* **Extracted text**:

· · · ·

Dear Nick Clegg, Do You Know the Implications of Childcare?

Dear Nick Clegg, I'm sure you love your child fervently, and want only the best for them. Like most parents, you're quite sure your choice is the right one, and this wouldn't necessarily matter quite so much, if you were 'like most parents'. But you're not: you're the deputy prime minister.

Dear Nick Clegg,

Like most parents, I'm sure you love your child fervently, and want only the best for them. Like most parents, you like to think that the decisions you make are in your child's best interests, now and in the future. And like most parents who delegate the care of their children to paid strangers, you choose to ignore several decades of psychology and neuroscience, which show quite clearly that the loving and nurturing environment and secure attachment experience provided by a mother cannot be replicated by a childcare worker of any quality.

Of course, like most parents, you're quite sure your choice is the right one, and this wouldn't necessarily matter quite so much, if you were 'like most parents'. But you're not: you're the deputy prime minister.

You recently announced your plans for childcare to be made the coalition government's highest priority social policy, with a massive expansion in nursery places and the recruitment of 65000 new childcare workers. You shared your vision for 'teaching' children as young as two and preparing them for educational success, and, while you were at it, you pledged to take on those with the "sepia-tinted 1950s" view that mothers should not work.

I'm one of those women. I look after my children full time, and don't plan to return to work until the youngest has started school. Far from being a 1950s housewife (to me this implies little skill or ambition beyond bakery), I've studied at post-graduate level, and prior to becoming a mother, I practiced as a therapist, working with both adults and children who had experienced abuse. This gave me a lot of 'hands on' experience of the devastating impact this can have; a lifetime of difficulties such as addiction, self harm, the inability to sustain any meaningful relationships, and unbearable emotional pain.

Of course, this is the extreme end of a very long spectrum. Towards the other end, I met many of those people we might call the 'Walking Wounded', who live their lives fairly successfully, and don't suffer any major mental health problems. But placed in a situation like therapy, in which they are invited to explore their deepest feelings, they will reveal all manner of childhood experiences that they wish had unfolded differently. A Walking Wounded person might cry a river of tears over the fact that their father went away for three days without explanation when they were six, or that their mother's hugs were always slightly brittle and reluctant.

Every choice we make, big and small, accidental or with firm purpose, makes an impact on our children's rapidly developing psychology. We might like to tell ourselves that small children don't remember much, and that therefore what happens to them doesn't really matter, as long as they are fed and warm. This is not the case. Babies are not pot plants, just sitting there growing as long as they get milk and a bit of sunlight. They are subtle and complex human beings, whose brains are developing at an alarming rate. Their experiences are forming the bedrock of their entire future emotional existence. Perhaps most crucially of all, they are learning about the meaning of relationship from the people who care for them; how to love, and be loved.

· · · ·

* **Prompt**:
Quote the letter to Nick Clegg word for word, starting with "Like most parents, I'm" and going on through "of any quality.".

· · · ·

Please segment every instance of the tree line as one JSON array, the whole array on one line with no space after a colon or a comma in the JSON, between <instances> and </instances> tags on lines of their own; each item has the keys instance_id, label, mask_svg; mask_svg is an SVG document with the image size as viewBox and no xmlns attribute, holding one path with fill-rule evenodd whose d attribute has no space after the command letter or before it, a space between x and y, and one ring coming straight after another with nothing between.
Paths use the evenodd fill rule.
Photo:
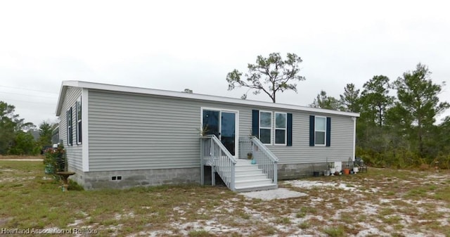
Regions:
<instances>
[{"instance_id":1,"label":"tree line","mask_svg":"<svg viewBox=\"0 0 450 237\"><path fill-rule=\"evenodd\" d=\"M394 81L375 75L361 89L347 84L339 98L321 91L309 105L359 113L356 155L373 165L449 168L450 117L436 121L450 107L438 97L444 85L419 63Z\"/></svg>"},{"instance_id":2,"label":"tree line","mask_svg":"<svg viewBox=\"0 0 450 237\"><path fill-rule=\"evenodd\" d=\"M15 114L15 107L0 101L0 155L37 155L45 145L51 145L57 124L42 122L39 128ZM33 132L39 132L34 139Z\"/></svg>"},{"instance_id":3,"label":"tree line","mask_svg":"<svg viewBox=\"0 0 450 237\"><path fill-rule=\"evenodd\" d=\"M292 90L299 75L300 57L279 53L258 56L256 63L248 64L248 72L235 69L226 75L229 90L247 87L247 94L264 92L276 103L276 94ZM311 107L356 112L356 155L377 167L407 167L438 165L450 168L450 117L436 117L450 106L439 102L438 95L445 85L432 82L431 72L419 63L394 81L375 75L362 88L347 84L338 98L321 91Z\"/></svg>"}]
</instances>

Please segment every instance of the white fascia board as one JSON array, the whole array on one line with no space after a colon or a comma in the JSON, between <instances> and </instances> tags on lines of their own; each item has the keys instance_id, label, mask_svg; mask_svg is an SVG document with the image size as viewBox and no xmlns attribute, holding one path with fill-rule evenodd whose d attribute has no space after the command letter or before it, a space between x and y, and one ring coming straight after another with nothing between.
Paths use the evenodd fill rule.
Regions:
<instances>
[{"instance_id":1,"label":"white fascia board","mask_svg":"<svg viewBox=\"0 0 450 237\"><path fill-rule=\"evenodd\" d=\"M250 106L262 106L262 107L268 107L268 108L278 108L278 109L300 110L300 111L311 112L311 113L323 113L323 114L329 114L329 115L350 116L350 117L359 117L359 113L358 113L337 111L337 110L326 110L326 109L317 108L311 108L311 107L307 107L307 106L288 105L288 104L283 104L283 103L270 103L270 102L256 101L250 101L250 100L243 100L243 99L236 98L209 96L209 95L203 95L203 94L189 94L189 93L184 93L184 92L158 90L158 89L146 89L146 88L141 88L141 87L118 86L118 85L87 82L82 82L82 81L64 81L63 82L63 87L74 87L87 88L87 89L91 89L137 93L137 94L143 94L162 96L188 98L188 99L194 99L194 100L200 100L200 101L229 103L235 103L235 104L245 105L250 105ZM60 94L60 99L58 100L58 108L60 106L59 103L60 103L60 99L61 99L61 94ZM58 110L57 110L57 112L58 111ZM58 113L56 113L56 115L57 116L58 115Z\"/></svg>"}]
</instances>

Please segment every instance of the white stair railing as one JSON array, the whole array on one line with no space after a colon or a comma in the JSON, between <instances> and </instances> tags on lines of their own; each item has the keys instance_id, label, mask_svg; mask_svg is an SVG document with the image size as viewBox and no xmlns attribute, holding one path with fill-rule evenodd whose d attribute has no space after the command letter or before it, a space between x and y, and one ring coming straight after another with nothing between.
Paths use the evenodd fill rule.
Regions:
<instances>
[{"instance_id":1,"label":"white stair railing","mask_svg":"<svg viewBox=\"0 0 450 237\"><path fill-rule=\"evenodd\" d=\"M210 165L212 176L217 172L226 186L231 191L236 191L235 172L237 160L217 136L207 135L200 137L200 160L202 184L204 181L203 166Z\"/></svg>"},{"instance_id":2,"label":"white stair railing","mask_svg":"<svg viewBox=\"0 0 450 237\"><path fill-rule=\"evenodd\" d=\"M239 138L240 158L247 158L248 153L252 153L256 165L267 177L272 180L272 184L278 182L278 158L272 153L256 136Z\"/></svg>"}]
</instances>

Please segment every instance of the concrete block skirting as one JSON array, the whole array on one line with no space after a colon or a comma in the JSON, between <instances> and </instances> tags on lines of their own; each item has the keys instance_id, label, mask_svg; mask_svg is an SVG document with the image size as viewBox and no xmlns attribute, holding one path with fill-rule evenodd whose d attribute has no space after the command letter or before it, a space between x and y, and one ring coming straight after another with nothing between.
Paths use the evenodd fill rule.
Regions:
<instances>
[{"instance_id":1,"label":"concrete block skirting","mask_svg":"<svg viewBox=\"0 0 450 237\"><path fill-rule=\"evenodd\" d=\"M326 162L314 164L278 164L278 180L312 177L314 171L319 172L320 175L323 175L323 170L326 168Z\"/></svg>"},{"instance_id":2,"label":"concrete block skirting","mask_svg":"<svg viewBox=\"0 0 450 237\"><path fill-rule=\"evenodd\" d=\"M199 184L200 169L160 169L141 170L98 171L82 172L72 179L85 190L127 188L162 184Z\"/></svg>"}]
</instances>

· · · ·

* **Answer to this exercise**:
Like most parents, I'm sure you love your child fervently, and want only the best for them. Like most parents, you like to think that the decisions you make are in your child's best interests, now and in the future. And like most parents who delegate the care of their children to paid strangers, you choose to ignore several decades of psychology and neuroscience, which show quite clearly that the loving and nurturing environment and secure attachment experience provided by a mother cannot be replicated by a childcare worker of any quality.